═════ Ausgewählter Textauszug

Stefan Steinkühler spaziert am Rande der niederrheinischen Gemeinde Schermbeck einen breiten Feldweg entlang, zu beiden Seiten erstrecken sich grüne Felder. Am Horizont erhebt sich der Mühlenberg, eine aufgeschüttete Tongrube.
"Ich glaube, zwölf Millionen Tonnen Verfüllfläche sind da drin. Und da liegen jetzt auch unsere Ölpellets."

Ein Abfall-Makler wurde verurteilt

Es sind schmierige Kugeln ölgetränkter Raffinerieabfälle, die erwiesenermaßen beim BP-Konzern in Gelsenkirchen entstanden waren. Jahrelang, zwischen 2010 und 2013, wurden diese Ölpellets, illegal in der Tongrube entsorgt. Das hat ein Gericht mittlerweile festgestellt und dafür im vergangenen Jahr einen Abfall-Makler verurteilt. Für Steinkühler ist die Sache damit aber noch lange nicht beendet.

══════════
═════ Gespeicherte Daten

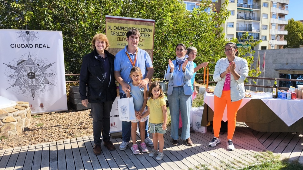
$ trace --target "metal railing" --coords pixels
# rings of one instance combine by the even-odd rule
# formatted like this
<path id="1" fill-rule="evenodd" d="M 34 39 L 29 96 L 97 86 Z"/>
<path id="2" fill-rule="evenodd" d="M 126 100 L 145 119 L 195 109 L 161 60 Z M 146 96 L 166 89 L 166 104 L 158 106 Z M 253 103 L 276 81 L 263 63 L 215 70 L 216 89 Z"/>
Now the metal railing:
<path id="1" fill-rule="evenodd" d="M 248 17 L 247 16 L 246 17 L 245 16 L 237 16 L 237 19 L 253 21 L 261 21 L 261 18 L 260 17 L 255 17 L 249 16 Z"/>
<path id="2" fill-rule="evenodd" d="M 261 9 L 261 5 L 248 5 L 247 4 L 243 4 L 238 3 L 237 4 L 237 6 L 238 7 L 246 8 L 251 9 Z"/>

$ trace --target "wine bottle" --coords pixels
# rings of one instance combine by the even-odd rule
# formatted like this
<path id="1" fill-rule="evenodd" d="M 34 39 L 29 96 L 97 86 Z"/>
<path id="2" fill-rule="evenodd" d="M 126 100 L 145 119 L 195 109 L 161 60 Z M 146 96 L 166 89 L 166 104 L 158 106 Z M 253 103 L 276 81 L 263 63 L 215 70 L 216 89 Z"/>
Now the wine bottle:
<path id="1" fill-rule="evenodd" d="M 275 79 L 275 85 L 272 87 L 272 98 L 278 98 L 278 86 L 277 85 L 277 79 Z"/>

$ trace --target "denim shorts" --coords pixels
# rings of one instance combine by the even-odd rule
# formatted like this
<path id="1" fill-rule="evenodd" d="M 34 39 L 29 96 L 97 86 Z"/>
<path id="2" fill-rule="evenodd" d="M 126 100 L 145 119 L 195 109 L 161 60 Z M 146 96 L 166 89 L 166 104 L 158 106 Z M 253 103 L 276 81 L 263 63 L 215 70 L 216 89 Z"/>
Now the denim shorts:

══════════

Fragen zum Material —
A. Gib bitte aus dem Textauszug alles von "Stefan Steinkühler spaziert" bis hinunter zu "eine aufgeschüttete Tongrube." wortgetreu aus.
B. In welchem Zeitraum wurden die Ölpellets laut dem Textauszug illegal in der Tongrube entsorgt?
C. Setze den Textauszug über die Ölpellets in der Tongrube bei Schermbeck im Anschluss an seinen letzten Satz fort.

Antworten je Aufgabe —
A.
Stefan Steinkühler spaziert am Rande der niederrheinischen Gemeinde Schermbeck einen breiten Feldweg entlang, zu beiden Seiten erstrecken sich grüne Felder. Am Horizont erhebt sich der Mühlenberg, eine aufgeschüttete Tongrube.

B. Zwischen 2010 und 2013.

C.
"Spannend ist ja, dass, wenn man nun die Ölpellets nimmt, das wären 15.000 Lkws gewesen. Es ist nie was aufgefallen."
"Die Ölpellets riechen im Prinzip wie eine Tankstelle", erklärt Matthias Rittmann, ebenfalls Mitglied des Bürgerforums. "So dass man schon allein beim Abkippen oder beim späteren Weiterverarbeiten mit einem Radlader hätte bemerken müssen, dass da was nicht stimmt."

Viele Fragen sind noch offen

Dennoch soll nur ein einzelner Müll-Makler für die illegale Entsorgung von 30.000 Tonnen Öl-Pellets verantwortlich sein? Kaum zu glauben, findet die Grünen-Kommunalpolitikerin Ulrike Trick.
"Zum einen können wir nicht ganz nachvollziehen, dass bis auf die, ich sage jetzt mal, Bauernopfer keiner schuldig sein soll. Die BP nicht als Erzeuger dieses Abfalls, die Bezirksregierung Münster nicht als Genehmigungsbehörde und der Tongruben-Betreiber schon gar nicht."
Außerdem seien viele Fragen hinsichtlich der Folgeschäden noch offen. Ölpellets enthalten krebserregende Stoffe. Hält die Tonschicht der Grube diese Stoffe zurück?
"Wenn jetzt wirklich sich in 20, 30 oder 50 Jahren rausstellt, da geht was ins Grundwasser, wir müssen das jetzt sanieren, wir müssen das rausholen, wer bezahlt das denn dann?"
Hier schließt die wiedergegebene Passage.